__WHAT THE EXERCISE ASKS__.
Transcribe each line of the records below exactly, excluding any embedded images.

(Saved data entries)
..............................

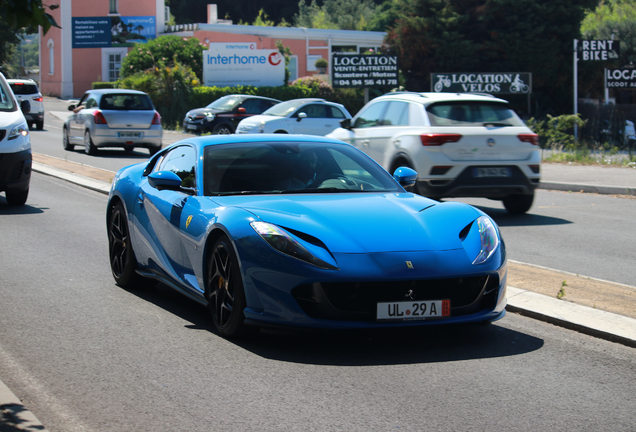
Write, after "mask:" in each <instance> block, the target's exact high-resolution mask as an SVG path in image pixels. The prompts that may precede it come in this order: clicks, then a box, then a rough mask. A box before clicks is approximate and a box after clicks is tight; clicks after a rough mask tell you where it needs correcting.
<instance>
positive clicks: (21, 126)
mask: <svg viewBox="0 0 636 432" xmlns="http://www.w3.org/2000/svg"><path fill="white" fill-rule="evenodd" d="M28 134H29V125H27V124H26V122H25V123H22V124H20V125H18V126H16V127H14V128H13V129H11V132H9V136H7V140H12V139H16V138H17V137H19V136H20V135H22V136H27V135H28Z"/></svg>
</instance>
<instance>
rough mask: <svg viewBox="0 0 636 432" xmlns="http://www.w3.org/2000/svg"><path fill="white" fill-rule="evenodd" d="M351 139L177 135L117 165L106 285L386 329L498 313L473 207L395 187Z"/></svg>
mask: <svg viewBox="0 0 636 432" xmlns="http://www.w3.org/2000/svg"><path fill="white" fill-rule="evenodd" d="M416 178H417V173H416V172H415V171H414V170H412V169H410V168H408V167H402V168H398V169H397V170H396V171H395V173H394V174H393V175H392V176H391V175H390V174H389V173H387V172H386V171H385V170H384V169H383V168H382V167H381V166H380V165H378V164H377V163H376V162H375V161H373V160H372V159H371V158H369V157H368V156H366V155H365V154H364V153H363V152H361V151H359V150H358V149H356V148H355V147H353V146H351V145H349V144H346V143H343V142H341V141H337V140H334V139H330V138H325V137H312V136H302V135H282V134H277V135H267V134H262V135H238V136H237V135H217V136H207V137H199V138H188V139H185V140H182V141H179V142H177V143H174V144H172V145H171V146H169V147H166V148H164V149H163V150H161V151H160V152H158V153H157V154H156V155H154V156H153V157H152V158H150V159H149V160H148V161H147V162H143V163H139V164H136V165H132V166H129V167H126V168H123V169H122V170H120V171H119V172H118V173H117V175H116V176H115V179H114V180H113V184H112V189H111V191H110V195H109V199H108V208H107V230H108V240H109V258H110V264H111V268H112V273H113V276H114V278H115V281H116V283H117V284H118V285H120V286H122V287H126V288H132V287H135V286H137V285H138V284H140V283H142V282H143V281H144V280H145V279H154V280H157V281H159V282H161V283H163V284H166V285H168V286H169V287H171V288H173V289H175V290H178V291H179V292H181V293H183V294H185V295H187V296H189V297H191V298H192V299H194V300H196V301H198V302H200V303H202V304H204V305H206V306H207V307H208V308H209V310H210V313H211V316H212V321H213V322H214V325H215V327H216V328H217V329H218V331H219V333H220V334H221V335H223V336H225V337H233V336H238V335H240V334H242V333H244V332H245V330H246V329H247V328H248V327H249V326H250V325H256V326H287V327H292V328H316V329H317V328H321V329H345V328H388V327H407V326H422V325H431V324H436V325H439V324H450V323H471V322H492V321H495V320H497V319H499V318H501V317H503V315H504V314H505V305H506V299H505V291H506V253H505V246H504V242H503V240H502V238H501V234H500V232H499V228H498V226H497V225H496V224H495V222H494V221H493V220H492V219H491V218H490V217H489V216H487V215H486V214H484V213H483V212H482V211H480V210H478V209H476V208H474V207H472V206H469V205H467V204H463V203H459V202H438V201H434V200H431V199H428V198H425V197H423V196H419V195H416V194H413V193H410V192H407V191H406V190H405V189H404V188H405V187H407V188H408V187H409V186H410V185H412V184H414V182H415V181H416Z"/></svg>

..............................

__TASK RESPONSE__.
Write, after "mask:" in each <instance> block, the target's exact high-resolution mask as an SVG path in image pixels. The prompts that may precede it come in this order: clicks, then a box, then a rough mask. A box before clicks is approximate and a box after clicks is tight; clicks after a rough mask tell you where it needs correcting.
<instance>
positive clicks: (21, 126)
mask: <svg viewBox="0 0 636 432" xmlns="http://www.w3.org/2000/svg"><path fill="white" fill-rule="evenodd" d="M28 134H29V125H27V124H26V122H25V123H22V124H20V125H18V126H16V127H14V128H13V129H11V132H9V136H7V140H12V139H16V138H17V137H19V136H20V135H22V136H27V135H28Z"/></svg>
</instance>
<instance>
rough mask: <svg viewBox="0 0 636 432" xmlns="http://www.w3.org/2000/svg"><path fill="white" fill-rule="evenodd" d="M351 139L177 135L117 165L106 285L386 329L498 313L473 207L395 187Z"/></svg>
mask: <svg viewBox="0 0 636 432" xmlns="http://www.w3.org/2000/svg"><path fill="white" fill-rule="evenodd" d="M416 178H417V173H416V172H415V171H414V170H412V169H410V168H408V167H402V168H398V169H397V170H396V171H395V173H394V174H393V175H392V176H391V175H390V174H389V173H387V172H386V171H385V170H384V169H383V168H382V167H381V166H380V165H378V164H377V163H376V162H375V161H373V160H372V159H371V158H369V157H368V156H366V155H365V154H364V153H363V152H361V151H359V150H358V149H356V148H355V147H353V146H351V145H349V144H346V143H343V142H341V141H337V140H334V139H330V138H325V137H312V136H302V135H282V134H277V135H267V134H262V135H238V136H237V135H217V136H207V137H199V138H188V139H185V140H182V141H179V142H177V143H174V144H172V145H171V146H169V147H166V148H164V149H163V150H161V151H160V152H158V153H157V154H156V155H154V156H153V157H152V158H150V159H149V160H148V161H147V162H143V163H139V164H136V165H132V166H129V167H126V168H123V169H122V170H120V171H119V172H118V173H117V175H116V176H115V179H114V180H113V184H112V189H111V191H110V195H109V199H108V208H107V230H108V240H109V258H110V264H111V268H112V273H113V276H114V278H115V281H116V283H117V284H118V285H120V286H122V287H126V288H132V287H135V286H137V285H138V284H140V283H142V282H143V281H144V280H145V279H154V280H157V281H159V282H161V283H163V284H166V285H168V286H169V287H171V288H173V289H175V290H178V291H179V292H181V293H183V294H185V295H187V296H189V297H191V298H192V299H194V300H196V301H198V302H200V303H202V304H204V305H206V306H207V307H208V308H209V310H210V313H211V316H212V321H213V322H214V325H215V327H216V328H217V329H218V331H219V333H220V334H221V335H223V336H225V337H233V336H238V335H240V334H242V333H244V332H245V330H246V329H247V328H248V327H249V326H250V325H256V326H287V327H292V328H316V329H317V328H321V329H345V328H388V327H407V326H422V325H431V324H436V325H439V324H450V323H471V322H492V321H495V320H497V319H499V318H501V317H503V315H504V314H505V305H506V299H505V291H506V253H505V246H504V242H503V240H502V238H501V234H500V232H499V228H498V226H497V225H496V224H495V222H494V221H493V220H492V219H491V218H490V217H489V216H487V215H486V214H484V213H483V212H482V211H480V210H478V209H476V208H474V207H472V206H469V205H467V204H463V203H459V202H438V201H434V200H431V199H428V198H425V197H423V196H419V195H416V194H413V193H410V192H407V191H406V190H405V189H404V188H405V187H407V188H408V187H409V186H410V185H412V184H414V182H415V181H416Z"/></svg>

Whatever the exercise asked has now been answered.